**Entri Hasil Ekstraksi**
####

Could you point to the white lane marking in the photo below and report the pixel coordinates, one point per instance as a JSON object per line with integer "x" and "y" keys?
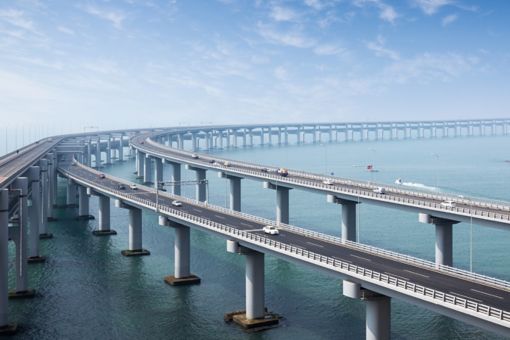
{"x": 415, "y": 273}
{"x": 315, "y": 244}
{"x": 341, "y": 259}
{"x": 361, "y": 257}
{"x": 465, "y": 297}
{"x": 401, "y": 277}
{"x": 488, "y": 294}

####

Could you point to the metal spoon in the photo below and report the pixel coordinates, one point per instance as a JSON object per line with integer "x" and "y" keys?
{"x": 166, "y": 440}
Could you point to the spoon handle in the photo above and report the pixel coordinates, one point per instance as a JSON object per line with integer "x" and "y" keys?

####

**Tugas yang Dikerjakan**
Sajikan ulang rentang daftar di atas, dari baris yang memuat "Could you point to the metal" sampai baris yang memuat "Could you point to the spoon", termasuk kedua baris tersebut, sebagai butir-butir bernomor tanpa baris kosong.

**Penyelesaian**
1. Could you point to the metal spoon in the photo below and report the pixel coordinates, one point per instance as a JSON object per line with integer "x" and "y" keys?
2. {"x": 166, "y": 440}
3. Could you point to the spoon handle in the photo above and report the pixel coordinates, one point per instance as a JSON object per line with integer "x" and "y" keys?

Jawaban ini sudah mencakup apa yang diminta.